#### [Passage to read]
= = = =

The COVID-19 pandemic saw a significant increase in intimate partner violence throughout the United States. New York City experienced a 10% increase in domestic violence reports while San Antonio, CA saw a 18% rise in family violence calls. Minority groups who were the most affected by higher unemployment and likelihood of infection caused by the pandemic were the ones who had rates of abuse rise by 50% or more.
This uptick in abuse can be attributed to a variety of causes, including increased stressors, more opportunities for abuse, and fewer safeguards. Less than half of intimate partner violence victims accept professional care for their injuries while about half of domestic violence incidents don’t even get reported. Why is domestic violence sometimes not getting reported?
Victims usually fear the possibility of not being believed by others or lose the confidence to talk to someone about the abuse. Some might be really dependent on their partner’s support to risk leaving. Those who have pets might have abusers who are willing to harm the victims’ pets as a means of control. This causes about 50% of victims to stay in abusive situations rather than leaving their pets with the abuser while 25% of victims decide to return to abusers because they are worried about their pets.

= = = =

#### [Exercise data]
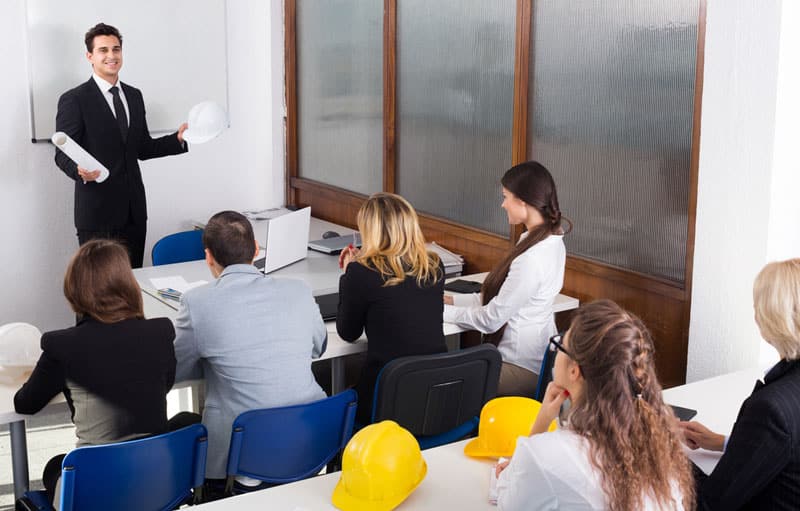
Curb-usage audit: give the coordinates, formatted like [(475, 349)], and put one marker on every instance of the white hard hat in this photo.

= = = =

#### [Directions for this task]
Carry on the passage about domestic violence during the COVID-19 pandemic from the point where it stops. The data comes from a separate source.

#### [Answer to the problem]
There are ways you can help reduce the number of domestic violence cases. One is to understand and recognize the warning signs so domestic violence can be stopped before it gets serious. Seeing as 19% of people know a friend or family member who has suffered domestic violence and 17% of people know someone has inflicted abuse on another, writing down every abusive incident you witness or even calling the police if you sense someone might be in immediate danger can help someone you care about escape domestic abuse. Being available to help and supporting local shelters and organizations are active ways you can lend a hand to victims who need it most.